§ **Given passage**:
<<<<

A diverse range of approaches to the body of work was evident. The most popular expressive form is still Painting; however, there was significant increase again in Photomedia, with a continuing interest in digital forms. There continues to be an increase in the number of submissions that include documentation to support the intentions of the work, including photographs and digital images, DVDs or CD-ROMs and time-based forms.

There were a range of responses to the body of work, including single works and works with a number of individual pieces. Some candidates presented single works that were evidence of a sustained engagement with practice in a particular expressive form such as Painting, Sculpture and Graphic Design. It is important for teachers and students to note that this is an acceptable way for students to demonstrate their knowledge and understanding of practice. Other works revealed a knowledgeable awareness of contemporary interests in the artworld such as installation, documentation, site-specific artworks and museology. Works were often presented as installations, showing an awareness of audience on the part of the candidate to support their intentions. Some works included an artist’s statement, documentation in the form of diagrams, photographs, working drawings or film/video pieces, the latter usually presented as a DVD and making use of a range of available and accessible film and sound editing software applications.

An awareness of the audience, and how artworks communicate meanings in a range of contexts, was also reflected. Candidates used the frames and the conceptual framework in ways which extended their ideas and assisted them with structuring their works. A strong study of relevant artists and their practice, along with contemporary issues and ideas in the artworld, was evident in many of the submissions. A number of submissions demonstrated an understanding of contemporary exhibition practice, seeing the opportunity for bodies of work to be presented to audiences in intentional and considered ways.

Many candidates presented works which thoughtfully reflected on their own immediate world of personal and cultural identity, origins and connections, friends, families and relationships, their place in the world, and all the various joys, conflicts and pressures that these involve. The world of the family and the school was represented in many different ways, with a particular focus on family connections across generations and often across cultural divides, revealing an awareness of how multiculturalism plays out in the context of family. Many candidates worked within historical genres and conventions of art practice such as landscape, still life and the portrait, while others demonstrated a confident familiarity with more contemporary conventions such as installation, performance and documentation.

>>>>

§ **Information provided**:

<<<<

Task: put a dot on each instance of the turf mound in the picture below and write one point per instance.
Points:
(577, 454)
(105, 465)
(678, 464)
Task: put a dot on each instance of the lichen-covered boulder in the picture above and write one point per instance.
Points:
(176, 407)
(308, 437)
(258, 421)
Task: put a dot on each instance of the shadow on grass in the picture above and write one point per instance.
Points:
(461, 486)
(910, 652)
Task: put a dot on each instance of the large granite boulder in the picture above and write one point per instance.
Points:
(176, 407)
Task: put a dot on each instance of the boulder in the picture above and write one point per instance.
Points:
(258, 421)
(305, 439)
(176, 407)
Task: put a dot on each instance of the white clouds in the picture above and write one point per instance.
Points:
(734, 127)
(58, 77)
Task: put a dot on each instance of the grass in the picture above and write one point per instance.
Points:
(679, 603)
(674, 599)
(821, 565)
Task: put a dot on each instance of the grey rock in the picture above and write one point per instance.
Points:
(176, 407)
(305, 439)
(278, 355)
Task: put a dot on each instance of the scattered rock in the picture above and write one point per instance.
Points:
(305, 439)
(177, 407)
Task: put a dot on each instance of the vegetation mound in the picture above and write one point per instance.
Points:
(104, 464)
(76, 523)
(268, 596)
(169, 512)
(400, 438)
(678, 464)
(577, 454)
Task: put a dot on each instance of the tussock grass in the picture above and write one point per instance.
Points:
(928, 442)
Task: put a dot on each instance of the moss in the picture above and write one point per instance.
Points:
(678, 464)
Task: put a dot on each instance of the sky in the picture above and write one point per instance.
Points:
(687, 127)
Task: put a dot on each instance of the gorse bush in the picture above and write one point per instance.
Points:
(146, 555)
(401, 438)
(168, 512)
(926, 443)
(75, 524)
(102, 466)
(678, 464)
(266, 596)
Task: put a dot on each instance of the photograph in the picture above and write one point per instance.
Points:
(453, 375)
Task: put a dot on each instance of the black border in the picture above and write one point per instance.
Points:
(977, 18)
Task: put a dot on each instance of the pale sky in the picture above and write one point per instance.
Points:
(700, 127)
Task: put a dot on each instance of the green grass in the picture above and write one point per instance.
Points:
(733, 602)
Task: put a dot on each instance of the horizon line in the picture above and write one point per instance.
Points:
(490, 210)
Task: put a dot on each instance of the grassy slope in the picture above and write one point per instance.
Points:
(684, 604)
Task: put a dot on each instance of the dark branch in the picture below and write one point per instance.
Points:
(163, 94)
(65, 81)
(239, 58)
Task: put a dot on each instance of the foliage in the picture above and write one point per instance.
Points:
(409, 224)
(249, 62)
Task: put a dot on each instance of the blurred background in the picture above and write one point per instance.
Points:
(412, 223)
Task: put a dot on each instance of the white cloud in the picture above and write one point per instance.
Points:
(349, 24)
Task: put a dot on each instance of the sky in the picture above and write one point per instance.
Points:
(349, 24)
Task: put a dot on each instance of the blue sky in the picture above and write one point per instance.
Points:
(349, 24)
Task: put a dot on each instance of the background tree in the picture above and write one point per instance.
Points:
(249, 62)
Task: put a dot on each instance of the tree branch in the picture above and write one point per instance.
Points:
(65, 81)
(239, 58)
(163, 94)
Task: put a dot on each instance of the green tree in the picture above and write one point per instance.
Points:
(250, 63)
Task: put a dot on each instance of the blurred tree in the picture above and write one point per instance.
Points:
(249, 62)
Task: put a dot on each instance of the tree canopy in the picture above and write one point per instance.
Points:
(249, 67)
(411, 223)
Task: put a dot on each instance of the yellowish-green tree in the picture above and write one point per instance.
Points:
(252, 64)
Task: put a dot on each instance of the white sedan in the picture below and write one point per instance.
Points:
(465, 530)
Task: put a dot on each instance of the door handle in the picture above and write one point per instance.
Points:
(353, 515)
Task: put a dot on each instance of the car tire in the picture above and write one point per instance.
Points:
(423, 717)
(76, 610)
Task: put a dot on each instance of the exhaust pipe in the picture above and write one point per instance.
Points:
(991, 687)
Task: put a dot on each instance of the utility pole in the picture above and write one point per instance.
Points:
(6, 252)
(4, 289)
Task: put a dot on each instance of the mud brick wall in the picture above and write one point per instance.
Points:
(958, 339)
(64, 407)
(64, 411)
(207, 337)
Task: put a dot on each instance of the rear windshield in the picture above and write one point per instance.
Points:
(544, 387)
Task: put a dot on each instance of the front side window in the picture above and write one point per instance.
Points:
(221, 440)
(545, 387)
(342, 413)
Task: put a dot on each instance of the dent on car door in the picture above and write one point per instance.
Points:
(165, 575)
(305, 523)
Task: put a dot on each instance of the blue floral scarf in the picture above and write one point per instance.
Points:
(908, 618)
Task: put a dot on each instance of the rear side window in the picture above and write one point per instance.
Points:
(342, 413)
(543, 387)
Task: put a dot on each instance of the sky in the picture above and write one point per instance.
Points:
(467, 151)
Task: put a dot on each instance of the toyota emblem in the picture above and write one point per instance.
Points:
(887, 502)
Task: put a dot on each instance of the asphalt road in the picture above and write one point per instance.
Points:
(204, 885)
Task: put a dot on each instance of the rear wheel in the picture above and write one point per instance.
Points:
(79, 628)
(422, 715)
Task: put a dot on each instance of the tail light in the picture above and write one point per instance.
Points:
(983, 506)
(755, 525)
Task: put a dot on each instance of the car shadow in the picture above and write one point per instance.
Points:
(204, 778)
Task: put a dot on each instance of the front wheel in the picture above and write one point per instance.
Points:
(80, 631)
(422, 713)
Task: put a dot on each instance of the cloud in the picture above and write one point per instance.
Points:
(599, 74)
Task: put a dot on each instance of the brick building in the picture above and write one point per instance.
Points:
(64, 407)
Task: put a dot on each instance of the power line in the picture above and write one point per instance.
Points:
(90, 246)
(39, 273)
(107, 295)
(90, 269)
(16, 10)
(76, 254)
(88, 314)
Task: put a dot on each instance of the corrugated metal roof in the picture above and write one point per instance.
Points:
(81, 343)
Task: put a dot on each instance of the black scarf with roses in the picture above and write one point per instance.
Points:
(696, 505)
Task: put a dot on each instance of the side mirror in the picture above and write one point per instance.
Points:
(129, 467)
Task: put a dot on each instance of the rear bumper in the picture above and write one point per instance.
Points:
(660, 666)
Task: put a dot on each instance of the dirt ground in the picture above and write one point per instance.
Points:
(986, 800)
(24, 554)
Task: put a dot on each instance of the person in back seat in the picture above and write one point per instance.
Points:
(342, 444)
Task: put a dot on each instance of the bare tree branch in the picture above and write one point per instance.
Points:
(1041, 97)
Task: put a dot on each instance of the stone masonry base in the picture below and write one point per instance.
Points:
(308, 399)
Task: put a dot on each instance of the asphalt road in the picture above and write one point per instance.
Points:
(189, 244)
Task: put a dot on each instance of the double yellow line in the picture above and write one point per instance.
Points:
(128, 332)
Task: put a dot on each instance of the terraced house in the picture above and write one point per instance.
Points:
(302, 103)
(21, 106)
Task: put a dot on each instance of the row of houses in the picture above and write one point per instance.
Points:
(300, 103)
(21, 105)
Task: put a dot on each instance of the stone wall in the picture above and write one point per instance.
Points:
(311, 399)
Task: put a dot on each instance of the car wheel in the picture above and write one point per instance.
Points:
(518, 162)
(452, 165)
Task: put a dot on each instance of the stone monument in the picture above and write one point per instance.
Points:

>>>>

§ **Problems**:
(1) In the report on student bodies of work, rewrite the part from "An awareness of the" to "and considered ways.", changing "submissions" to "entries".
(2) Continue the report on student bodies of work, starting after its last sentence.

§ **Answers below**:
(1)
An awareness of the audience, and how artworks communicate meanings in a range of contexts, was also reflected. Candidates used the frames and the conceptual framework in ways which extended their ideas and assisted them with structuring their works. A strong study of relevant artists and their practice, along with contemporary issues and ideas in the artworld, was evident in many of the entries. A number of entries demonstrated an understanding of contemporary exhibition practice, seeing the opportunity for bodies of work to be presented to audiences in intentional and considered ways.

(2)
Candidates should carefully consider their audiences. In some cases, the public contexts for the production of the works in schools and the marking of the examination may make some forms of representation inappropriate. Teachers, in particular, should carefully consider issues such as Child Protection legislation in relation to how they are able to appropriately supervise the production of certain works, including those that involve nudity (in particular, of under-age models), sexuality, abuse, self-harm, drugs or other controversial material. Teachers need to be conscious of their responsibilities and audiences within the school as well as the broader examination context. Advice to schools regarding content in HSC submitted works is provided on the Board of Studies website.

Selection of works for body of work submission

The syllabus outlines the importance of the selection of works for submission. Students should carefully consider how their intentions and their knowledge and understanding of artmaking practice are represented in the works they select.

Above-average works showed evidence of thoughtful and considered selection in relation to how the submission as a whole demonstrated the candidate’s knowledge and understanding of practice. Some candidates could have made stronger critical curatorial judgements about the inclusion of some pieces, and teachers are encouraged to assist candidates in refining their choices. Some candidates continue to submit more pieces than are necessary to convincingly represent their understanding of practice. In particular, candidates should carefully consider the submission of time-based elements included as one aspect of their Body of Work, to ensure that they do not merely reiterate the imagery and meanings of other pieces. Visual Arts Process Diaries should not be submitted and are not marked. The inclusion of an artist’s statement should be carefully considered and in most cases is unnecessary.

Assigning submissions to a particular expressive form

Candidates must place their work in one of the 12 expressive forms nominated in the syllabus.

Candidates should select the expressive form that has been their primary artmaking interest or focus. The multidisciplinary nature of contemporary art will mean that edges between forms are often blurred. Candidates need to make choices that reflect their primary intentions.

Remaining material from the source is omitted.